#### SELECTED EXTRACT
LJ uses a system called TheSchwartz (the name is actually not one but two semi-elaborate in-jokes) for this stuff. Dopplr uses ActiveMQ I believe and Flickr use their own internal system.

TheSchwartz is fantastic. It scales for a start. And it runs off a database so it's easy to set up and admin (since you already presumably have a database running your site).

Tom Insam (who works at Dopplr and is somewhat of a mad genius even if he does have girly long hair) recently pondered about having a really simple, database backed message queue that used STOMP as its interface. Then, when you got really big, you could switch over transparently to using one of the big boy queues.

"Hmm," thinks I, "I wonder how hard it would be to make a STOMP interface to TheSchwartz"

So I started hacking on a generic STOMP sever with every intention of just do a very simple layer over the top of TheSchwartz.

Then generic layer took all of, ooh, about 30 minutes to write.

What I should have done then is then write TheSchwartz specific layer which would probably have only taken another half an hour or so.

Instead I started sketching out in my head how you'd write a real proper PubSub message broker.

A couple of hours later I'd done most of it - only stopping when the dev machine I was testing on suffered a prolonged power outage.

So here we go.

This contains both the generic layer (the simple bit) and the actual broker (the tricky bit).

How it works is that a Parent server starts up and starts listening. When a new STOMP client connects it fork()s off a child which listens for new STOMP frames and reacts accordingly.

The clever bit is when a message comes in. The Child serialises the frame and sends it via a socket pair to the Parent. Then parent then sends it back down via another socket pair to all the Children. The Children then decide whether or not to send it to their Client depending on what SUBSCRIBE frames they've received.

Queues (first come, first served) are a bit more complicated than Topic (broadcast) messages though.

In that case the Parent also creates a semaphore and the Child then tests to see if their the first to decrement it. If they are then they send the message. The last Child to check removes the Semaphore.

Now, don't get me wrong - this is very, very alpha quality at the moment - I'm pretty sure the queue implementation is duff and also that it's liable to fork() bomb your machine at a moment's notice but it shouldn't be too hard to clean up.

#### DATASET EXTRACT

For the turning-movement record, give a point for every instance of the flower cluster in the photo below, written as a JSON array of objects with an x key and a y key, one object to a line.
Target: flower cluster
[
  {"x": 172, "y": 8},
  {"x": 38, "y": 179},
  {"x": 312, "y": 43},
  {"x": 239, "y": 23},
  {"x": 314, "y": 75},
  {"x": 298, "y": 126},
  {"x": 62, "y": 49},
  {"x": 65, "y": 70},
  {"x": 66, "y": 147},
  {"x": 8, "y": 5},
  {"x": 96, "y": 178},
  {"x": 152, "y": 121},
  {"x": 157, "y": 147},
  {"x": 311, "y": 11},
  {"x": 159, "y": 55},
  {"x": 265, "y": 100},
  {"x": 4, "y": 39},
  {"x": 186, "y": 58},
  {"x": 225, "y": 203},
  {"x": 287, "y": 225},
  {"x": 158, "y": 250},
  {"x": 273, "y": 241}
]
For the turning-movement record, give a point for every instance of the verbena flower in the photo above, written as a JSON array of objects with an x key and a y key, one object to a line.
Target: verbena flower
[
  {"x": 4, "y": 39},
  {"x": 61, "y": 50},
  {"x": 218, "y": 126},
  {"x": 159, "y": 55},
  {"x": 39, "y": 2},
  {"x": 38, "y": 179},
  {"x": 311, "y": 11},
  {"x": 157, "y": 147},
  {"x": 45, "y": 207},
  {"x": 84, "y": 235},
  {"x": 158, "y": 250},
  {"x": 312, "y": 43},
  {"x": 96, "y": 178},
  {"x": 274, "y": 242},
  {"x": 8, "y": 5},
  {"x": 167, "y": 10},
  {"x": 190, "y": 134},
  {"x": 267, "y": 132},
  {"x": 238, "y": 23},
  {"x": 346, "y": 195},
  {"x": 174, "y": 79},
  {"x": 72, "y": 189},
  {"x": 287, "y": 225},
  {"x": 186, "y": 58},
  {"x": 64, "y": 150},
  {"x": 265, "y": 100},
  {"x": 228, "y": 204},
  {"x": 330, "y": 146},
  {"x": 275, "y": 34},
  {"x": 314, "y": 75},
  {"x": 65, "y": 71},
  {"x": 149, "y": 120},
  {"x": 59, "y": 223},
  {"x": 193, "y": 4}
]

#### EXERCISE PROMPT
In the post about building a STOMP message broker, how long did the generic STOMP layer take to write?

#### WORKED ANSWER
About 30 minutes.